■ Objective ■
Word for word, transcribe the lines from the one containing "Target: fish pelvic fin" through the end of the entries, both included, and nothing else.

-- -- --

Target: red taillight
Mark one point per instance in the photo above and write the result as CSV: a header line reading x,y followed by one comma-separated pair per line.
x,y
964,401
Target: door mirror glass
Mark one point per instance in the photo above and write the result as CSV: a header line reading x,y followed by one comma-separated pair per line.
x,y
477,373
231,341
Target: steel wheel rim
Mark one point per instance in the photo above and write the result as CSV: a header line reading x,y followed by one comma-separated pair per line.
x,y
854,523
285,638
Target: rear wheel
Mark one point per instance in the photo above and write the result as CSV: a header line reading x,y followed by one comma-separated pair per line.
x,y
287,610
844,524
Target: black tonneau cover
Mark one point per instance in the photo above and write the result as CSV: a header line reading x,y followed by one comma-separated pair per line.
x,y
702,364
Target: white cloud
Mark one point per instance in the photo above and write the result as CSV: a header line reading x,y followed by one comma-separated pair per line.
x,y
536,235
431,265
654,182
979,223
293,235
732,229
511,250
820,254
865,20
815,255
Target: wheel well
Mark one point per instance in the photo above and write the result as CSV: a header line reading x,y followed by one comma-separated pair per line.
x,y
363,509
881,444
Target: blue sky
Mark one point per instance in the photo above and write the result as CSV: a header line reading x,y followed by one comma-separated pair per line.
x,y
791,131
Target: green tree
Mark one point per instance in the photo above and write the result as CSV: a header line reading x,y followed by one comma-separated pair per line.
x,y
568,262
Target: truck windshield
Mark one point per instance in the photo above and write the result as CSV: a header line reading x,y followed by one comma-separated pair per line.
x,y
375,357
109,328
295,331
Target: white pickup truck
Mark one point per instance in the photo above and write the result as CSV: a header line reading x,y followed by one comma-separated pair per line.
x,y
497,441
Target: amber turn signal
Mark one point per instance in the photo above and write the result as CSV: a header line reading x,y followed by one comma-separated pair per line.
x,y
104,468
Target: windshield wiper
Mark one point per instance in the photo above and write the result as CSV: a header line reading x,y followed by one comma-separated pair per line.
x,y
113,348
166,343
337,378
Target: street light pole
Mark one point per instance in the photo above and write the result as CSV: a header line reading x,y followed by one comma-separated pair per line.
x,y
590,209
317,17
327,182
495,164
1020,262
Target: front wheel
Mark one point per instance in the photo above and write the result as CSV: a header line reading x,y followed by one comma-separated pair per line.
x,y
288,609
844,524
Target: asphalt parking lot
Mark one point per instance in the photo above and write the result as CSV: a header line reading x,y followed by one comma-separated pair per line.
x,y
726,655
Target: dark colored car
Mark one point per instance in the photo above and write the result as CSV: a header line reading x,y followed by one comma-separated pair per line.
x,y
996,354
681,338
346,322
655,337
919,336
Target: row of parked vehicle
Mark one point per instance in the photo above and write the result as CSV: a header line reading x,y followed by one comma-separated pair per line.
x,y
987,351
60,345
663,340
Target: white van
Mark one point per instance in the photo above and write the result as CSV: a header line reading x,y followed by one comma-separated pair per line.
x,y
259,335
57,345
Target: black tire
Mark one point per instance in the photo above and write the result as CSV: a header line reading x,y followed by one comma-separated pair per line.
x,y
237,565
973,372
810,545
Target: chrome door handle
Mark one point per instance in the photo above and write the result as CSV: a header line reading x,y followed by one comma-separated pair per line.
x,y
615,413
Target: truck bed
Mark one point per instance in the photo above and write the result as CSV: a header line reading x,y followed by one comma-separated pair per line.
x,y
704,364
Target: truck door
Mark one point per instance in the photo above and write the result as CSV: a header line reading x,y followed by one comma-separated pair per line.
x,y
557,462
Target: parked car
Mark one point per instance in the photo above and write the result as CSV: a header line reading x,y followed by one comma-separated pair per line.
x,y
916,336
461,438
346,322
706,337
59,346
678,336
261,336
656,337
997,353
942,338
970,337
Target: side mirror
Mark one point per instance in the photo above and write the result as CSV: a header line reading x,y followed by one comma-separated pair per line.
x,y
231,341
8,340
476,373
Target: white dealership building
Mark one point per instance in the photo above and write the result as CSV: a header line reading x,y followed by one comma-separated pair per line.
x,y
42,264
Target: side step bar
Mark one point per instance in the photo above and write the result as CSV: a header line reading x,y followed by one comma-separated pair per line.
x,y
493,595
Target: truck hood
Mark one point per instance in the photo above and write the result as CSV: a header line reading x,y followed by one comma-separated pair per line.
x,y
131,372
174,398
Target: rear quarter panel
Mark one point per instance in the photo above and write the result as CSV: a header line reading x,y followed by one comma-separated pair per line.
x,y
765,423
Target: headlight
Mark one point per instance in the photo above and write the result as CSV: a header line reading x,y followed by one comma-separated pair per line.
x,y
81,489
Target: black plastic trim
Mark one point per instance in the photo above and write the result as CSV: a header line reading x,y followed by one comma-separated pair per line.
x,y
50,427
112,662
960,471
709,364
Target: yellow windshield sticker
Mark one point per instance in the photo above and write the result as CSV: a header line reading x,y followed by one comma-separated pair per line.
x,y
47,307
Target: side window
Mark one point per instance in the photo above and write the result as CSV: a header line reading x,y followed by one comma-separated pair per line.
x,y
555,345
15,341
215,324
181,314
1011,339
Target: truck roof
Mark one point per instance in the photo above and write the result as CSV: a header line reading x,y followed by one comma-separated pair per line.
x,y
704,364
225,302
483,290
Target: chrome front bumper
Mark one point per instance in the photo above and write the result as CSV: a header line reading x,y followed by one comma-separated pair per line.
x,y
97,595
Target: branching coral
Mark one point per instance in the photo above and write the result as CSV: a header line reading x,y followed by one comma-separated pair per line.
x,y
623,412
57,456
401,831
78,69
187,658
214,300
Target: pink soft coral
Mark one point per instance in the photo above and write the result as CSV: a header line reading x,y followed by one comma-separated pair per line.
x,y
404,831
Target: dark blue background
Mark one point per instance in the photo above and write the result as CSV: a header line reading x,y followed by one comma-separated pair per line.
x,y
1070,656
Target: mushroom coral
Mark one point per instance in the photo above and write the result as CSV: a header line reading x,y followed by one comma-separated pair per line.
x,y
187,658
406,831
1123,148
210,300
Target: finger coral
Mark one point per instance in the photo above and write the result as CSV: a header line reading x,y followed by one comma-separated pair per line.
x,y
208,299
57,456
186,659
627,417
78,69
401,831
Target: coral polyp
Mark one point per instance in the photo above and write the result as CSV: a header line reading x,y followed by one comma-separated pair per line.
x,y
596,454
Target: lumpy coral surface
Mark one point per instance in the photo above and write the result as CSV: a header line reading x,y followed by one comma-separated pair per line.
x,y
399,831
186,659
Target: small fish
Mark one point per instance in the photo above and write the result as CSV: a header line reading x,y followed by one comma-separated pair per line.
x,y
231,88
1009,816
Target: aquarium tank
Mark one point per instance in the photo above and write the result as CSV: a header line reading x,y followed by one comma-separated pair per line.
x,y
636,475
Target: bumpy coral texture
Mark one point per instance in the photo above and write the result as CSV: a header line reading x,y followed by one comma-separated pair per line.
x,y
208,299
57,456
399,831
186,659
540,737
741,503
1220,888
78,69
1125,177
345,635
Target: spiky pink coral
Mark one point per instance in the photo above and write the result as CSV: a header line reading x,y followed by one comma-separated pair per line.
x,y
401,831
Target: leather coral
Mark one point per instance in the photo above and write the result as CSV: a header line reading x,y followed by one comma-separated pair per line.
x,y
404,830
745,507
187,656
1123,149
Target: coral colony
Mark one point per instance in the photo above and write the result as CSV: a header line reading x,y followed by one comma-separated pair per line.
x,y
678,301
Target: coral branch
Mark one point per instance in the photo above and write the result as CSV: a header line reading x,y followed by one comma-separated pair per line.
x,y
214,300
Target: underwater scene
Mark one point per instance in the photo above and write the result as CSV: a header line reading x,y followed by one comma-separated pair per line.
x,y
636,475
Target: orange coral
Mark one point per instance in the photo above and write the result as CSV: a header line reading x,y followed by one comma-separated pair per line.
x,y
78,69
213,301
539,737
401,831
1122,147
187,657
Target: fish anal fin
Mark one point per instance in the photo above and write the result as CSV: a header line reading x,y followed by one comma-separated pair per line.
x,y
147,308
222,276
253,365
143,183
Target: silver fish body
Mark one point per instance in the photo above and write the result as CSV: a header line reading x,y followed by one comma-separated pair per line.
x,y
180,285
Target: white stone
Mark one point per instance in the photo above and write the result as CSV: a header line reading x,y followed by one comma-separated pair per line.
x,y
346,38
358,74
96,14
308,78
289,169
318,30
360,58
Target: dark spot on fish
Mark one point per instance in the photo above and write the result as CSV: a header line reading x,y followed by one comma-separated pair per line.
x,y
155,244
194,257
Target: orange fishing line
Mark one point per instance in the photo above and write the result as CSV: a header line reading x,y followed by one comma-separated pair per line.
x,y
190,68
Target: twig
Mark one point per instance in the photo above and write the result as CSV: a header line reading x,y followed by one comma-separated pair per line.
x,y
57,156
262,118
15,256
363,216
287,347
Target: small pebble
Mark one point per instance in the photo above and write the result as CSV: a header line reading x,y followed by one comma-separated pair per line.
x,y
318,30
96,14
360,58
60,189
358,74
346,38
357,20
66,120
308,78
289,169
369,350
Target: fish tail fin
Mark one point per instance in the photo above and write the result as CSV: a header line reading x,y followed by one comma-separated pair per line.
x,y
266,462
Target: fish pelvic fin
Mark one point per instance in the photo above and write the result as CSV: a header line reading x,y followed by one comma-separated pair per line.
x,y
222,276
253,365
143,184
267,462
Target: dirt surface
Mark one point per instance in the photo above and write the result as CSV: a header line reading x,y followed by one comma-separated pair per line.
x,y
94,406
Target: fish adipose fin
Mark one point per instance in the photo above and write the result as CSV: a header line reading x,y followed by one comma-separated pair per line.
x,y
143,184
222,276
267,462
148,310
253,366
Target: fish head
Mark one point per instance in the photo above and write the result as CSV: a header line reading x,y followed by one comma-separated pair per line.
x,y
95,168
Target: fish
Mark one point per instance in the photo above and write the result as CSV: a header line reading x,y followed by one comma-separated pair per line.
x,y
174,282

-- -- --

■ Answer ■
Target: fish pelvic fin
Mark one point per instance in the photo above and write the result as CSV: a header line reading x,y followed by one comma-separated pair per line.
x,y
222,276
253,365
143,184
267,462
Target: dirt surface
Mark one point per instance in the photo above and write the result as CSV: a header line reading x,y followed by one comma-separated pair per line.
x,y
94,406
Target: fish adipose fin
Mark one point per instance in the photo above and write the result as CSV: a header line reading x,y followed by one comma-separated pair per line.
x,y
143,184
222,276
267,462
148,310
253,366
Target: fish head
Mark one point per instance in the photo above and write the result as CSV: a header line reading x,y followed by one comma-separated pair per line.
x,y
95,168
Target: fish
Mark one point per instance in the photo above and write the result as CSV: a header line reading x,y followed by one comma-separated pair per line.
x,y
174,282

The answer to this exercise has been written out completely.